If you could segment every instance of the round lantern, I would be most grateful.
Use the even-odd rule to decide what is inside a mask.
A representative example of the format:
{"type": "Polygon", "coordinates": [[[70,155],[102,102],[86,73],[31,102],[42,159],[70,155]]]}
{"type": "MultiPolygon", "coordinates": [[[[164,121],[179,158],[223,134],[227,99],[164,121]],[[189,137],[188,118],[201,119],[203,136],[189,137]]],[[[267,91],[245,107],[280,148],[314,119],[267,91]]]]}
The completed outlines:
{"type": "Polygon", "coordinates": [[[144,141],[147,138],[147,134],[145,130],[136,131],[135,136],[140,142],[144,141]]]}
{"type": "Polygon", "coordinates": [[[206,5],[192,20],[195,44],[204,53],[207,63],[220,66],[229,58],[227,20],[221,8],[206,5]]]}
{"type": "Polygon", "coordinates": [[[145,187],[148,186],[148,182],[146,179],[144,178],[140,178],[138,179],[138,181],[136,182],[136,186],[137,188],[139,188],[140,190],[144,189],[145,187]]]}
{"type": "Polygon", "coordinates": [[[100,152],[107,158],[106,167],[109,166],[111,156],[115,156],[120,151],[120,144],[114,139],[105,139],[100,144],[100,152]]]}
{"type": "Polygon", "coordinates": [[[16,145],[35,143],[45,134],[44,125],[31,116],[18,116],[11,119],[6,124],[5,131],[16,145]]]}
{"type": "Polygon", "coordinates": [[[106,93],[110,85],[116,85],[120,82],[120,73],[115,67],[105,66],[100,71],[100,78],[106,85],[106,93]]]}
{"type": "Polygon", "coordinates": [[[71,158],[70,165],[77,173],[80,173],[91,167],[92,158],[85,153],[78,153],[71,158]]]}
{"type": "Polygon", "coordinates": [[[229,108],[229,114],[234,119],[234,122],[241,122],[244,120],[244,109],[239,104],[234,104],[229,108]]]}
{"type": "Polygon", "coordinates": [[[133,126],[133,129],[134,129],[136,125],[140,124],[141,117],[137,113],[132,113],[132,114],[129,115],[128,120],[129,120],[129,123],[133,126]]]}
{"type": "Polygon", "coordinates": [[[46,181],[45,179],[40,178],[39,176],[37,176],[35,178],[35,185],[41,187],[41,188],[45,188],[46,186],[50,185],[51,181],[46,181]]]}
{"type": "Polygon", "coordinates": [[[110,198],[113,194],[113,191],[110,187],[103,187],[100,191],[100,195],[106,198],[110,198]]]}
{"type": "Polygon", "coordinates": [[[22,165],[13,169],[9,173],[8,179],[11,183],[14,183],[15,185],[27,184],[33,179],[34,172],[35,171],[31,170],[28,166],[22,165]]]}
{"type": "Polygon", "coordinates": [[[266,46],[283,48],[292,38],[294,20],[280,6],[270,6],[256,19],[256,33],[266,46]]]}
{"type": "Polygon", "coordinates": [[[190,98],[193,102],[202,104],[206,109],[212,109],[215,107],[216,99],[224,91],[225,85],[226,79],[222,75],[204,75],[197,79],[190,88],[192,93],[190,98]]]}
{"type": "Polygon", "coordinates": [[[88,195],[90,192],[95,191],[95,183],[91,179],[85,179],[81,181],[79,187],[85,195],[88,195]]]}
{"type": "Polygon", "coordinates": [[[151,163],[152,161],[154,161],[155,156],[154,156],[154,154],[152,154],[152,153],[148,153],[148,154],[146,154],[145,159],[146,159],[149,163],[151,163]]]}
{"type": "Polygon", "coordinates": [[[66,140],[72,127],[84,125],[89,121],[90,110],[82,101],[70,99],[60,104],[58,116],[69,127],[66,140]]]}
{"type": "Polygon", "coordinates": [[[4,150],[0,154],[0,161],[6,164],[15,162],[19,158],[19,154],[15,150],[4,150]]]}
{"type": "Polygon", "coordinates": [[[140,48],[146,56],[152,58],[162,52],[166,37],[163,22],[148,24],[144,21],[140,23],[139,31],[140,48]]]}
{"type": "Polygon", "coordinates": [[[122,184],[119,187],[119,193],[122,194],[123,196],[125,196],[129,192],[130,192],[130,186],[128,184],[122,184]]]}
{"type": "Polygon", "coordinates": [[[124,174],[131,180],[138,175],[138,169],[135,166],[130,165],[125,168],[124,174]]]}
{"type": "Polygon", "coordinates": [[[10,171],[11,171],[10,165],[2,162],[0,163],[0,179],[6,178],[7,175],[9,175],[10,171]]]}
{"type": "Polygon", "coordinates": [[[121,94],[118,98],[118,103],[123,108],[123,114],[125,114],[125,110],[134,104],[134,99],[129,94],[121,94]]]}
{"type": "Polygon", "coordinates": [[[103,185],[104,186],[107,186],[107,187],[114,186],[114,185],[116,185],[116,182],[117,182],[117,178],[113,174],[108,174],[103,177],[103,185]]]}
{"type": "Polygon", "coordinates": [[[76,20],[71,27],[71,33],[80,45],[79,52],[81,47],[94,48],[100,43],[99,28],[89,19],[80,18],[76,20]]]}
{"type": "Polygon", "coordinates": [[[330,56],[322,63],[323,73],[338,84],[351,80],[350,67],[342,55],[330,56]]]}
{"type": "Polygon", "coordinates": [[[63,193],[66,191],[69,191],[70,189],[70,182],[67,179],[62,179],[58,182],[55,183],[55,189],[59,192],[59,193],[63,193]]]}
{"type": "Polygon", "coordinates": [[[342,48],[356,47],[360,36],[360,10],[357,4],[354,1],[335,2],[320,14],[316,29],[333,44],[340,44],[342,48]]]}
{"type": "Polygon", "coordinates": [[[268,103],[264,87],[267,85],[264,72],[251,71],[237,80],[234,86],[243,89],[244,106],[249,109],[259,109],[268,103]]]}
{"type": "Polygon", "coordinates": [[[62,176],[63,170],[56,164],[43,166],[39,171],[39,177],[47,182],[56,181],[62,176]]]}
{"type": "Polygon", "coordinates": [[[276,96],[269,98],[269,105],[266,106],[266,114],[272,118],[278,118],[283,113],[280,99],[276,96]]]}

• _WHAT TO WORK ON_: Identify every line of the listing that contains the word "most", and copy each one.

• _FINAL RESULT_:
If you could segment every instance of the round lantern, I would be most grateful.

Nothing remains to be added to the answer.